** Provided data follows **

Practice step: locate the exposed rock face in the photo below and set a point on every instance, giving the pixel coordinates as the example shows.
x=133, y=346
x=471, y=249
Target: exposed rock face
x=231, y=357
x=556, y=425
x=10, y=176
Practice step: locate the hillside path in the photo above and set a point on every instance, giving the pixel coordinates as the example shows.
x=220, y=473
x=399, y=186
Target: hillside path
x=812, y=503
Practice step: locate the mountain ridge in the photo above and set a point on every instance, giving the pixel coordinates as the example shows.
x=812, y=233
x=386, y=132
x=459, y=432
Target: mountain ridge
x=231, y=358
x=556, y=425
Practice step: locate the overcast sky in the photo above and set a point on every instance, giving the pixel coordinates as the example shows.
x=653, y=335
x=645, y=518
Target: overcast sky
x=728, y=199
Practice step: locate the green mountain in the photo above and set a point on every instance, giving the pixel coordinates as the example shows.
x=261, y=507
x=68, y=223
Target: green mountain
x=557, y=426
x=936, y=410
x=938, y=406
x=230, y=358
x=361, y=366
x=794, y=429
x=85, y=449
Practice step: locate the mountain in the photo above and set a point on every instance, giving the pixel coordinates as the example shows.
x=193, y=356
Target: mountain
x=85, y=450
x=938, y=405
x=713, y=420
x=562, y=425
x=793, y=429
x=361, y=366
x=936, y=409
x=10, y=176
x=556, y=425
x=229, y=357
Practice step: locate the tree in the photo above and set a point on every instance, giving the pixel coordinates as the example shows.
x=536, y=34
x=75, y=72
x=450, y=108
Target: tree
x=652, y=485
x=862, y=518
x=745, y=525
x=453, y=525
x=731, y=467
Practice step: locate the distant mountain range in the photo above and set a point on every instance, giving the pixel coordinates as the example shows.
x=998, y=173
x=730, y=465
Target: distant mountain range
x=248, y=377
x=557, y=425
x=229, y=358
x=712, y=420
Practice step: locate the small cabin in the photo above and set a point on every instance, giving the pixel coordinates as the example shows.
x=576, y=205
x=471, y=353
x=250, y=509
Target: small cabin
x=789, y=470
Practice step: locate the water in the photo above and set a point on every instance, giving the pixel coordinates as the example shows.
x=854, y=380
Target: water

** End of Provided data **

# Assignment:
Transcribe the material above. Change nothing in it.

# Answer for the task:
Practice step: locate the exposed rock face in the photo below and set a point on every instance, giving the pixel coordinates as the example shows.
x=133, y=346
x=471, y=249
Target: exposed rock face
x=231, y=357
x=556, y=425
x=10, y=176
Practice step: locate the hillside path in the photo above and set a point on every instance, giving the pixel coordinates as the example shows.
x=220, y=473
x=399, y=186
Target: hillside path
x=812, y=503
Practice step: locate the mountain ridge in the photo above and set a point on every instance, giving the pixel coordinates as the example shows.
x=812, y=233
x=386, y=132
x=459, y=432
Target: mountain ridge
x=231, y=358
x=556, y=425
Practice step: locate the overcast sky in the photo above and set a point on every instance, giving the pixel coordinates as the example shows.
x=653, y=335
x=645, y=518
Target: overcast sky
x=728, y=199
Practice step: locate the green mountain in the photo above and set a point on every instance, giving the pixel coordinates as the example shows.
x=261, y=507
x=68, y=223
Target: green mountain
x=557, y=426
x=936, y=410
x=938, y=406
x=230, y=358
x=361, y=366
x=794, y=429
x=85, y=449
Practice step: locate the mountain in the photo above and set a point on every instance, giving the pixel coordinates as the example shows.
x=193, y=356
Target: mountain
x=85, y=450
x=938, y=405
x=713, y=420
x=562, y=425
x=793, y=429
x=361, y=366
x=936, y=409
x=10, y=176
x=556, y=425
x=229, y=357
Practice step: locate the tree in the photo above and set a point on every instance, giving the pixel coordinates as the example shows.
x=536, y=34
x=75, y=72
x=450, y=108
Target: tree
x=652, y=485
x=862, y=518
x=745, y=525
x=453, y=525
x=731, y=467
Practice step: locate the distant mountain range in the photo above and set a point on every instance, giving the pixel coordinates as the example shows.
x=998, y=173
x=730, y=465
Target: distant mountain range
x=248, y=377
x=557, y=425
x=229, y=358
x=712, y=420
Practice step: locate the small cabin in the photo above and set a point on every instance, giving the pixel coordinates as the example shows.
x=576, y=205
x=471, y=353
x=250, y=509
Target: small cabin
x=789, y=470
Practice step: locate the water in the photo above and set a point on every instance, giving the pixel coordinates as the example shows.
x=854, y=380
Target: water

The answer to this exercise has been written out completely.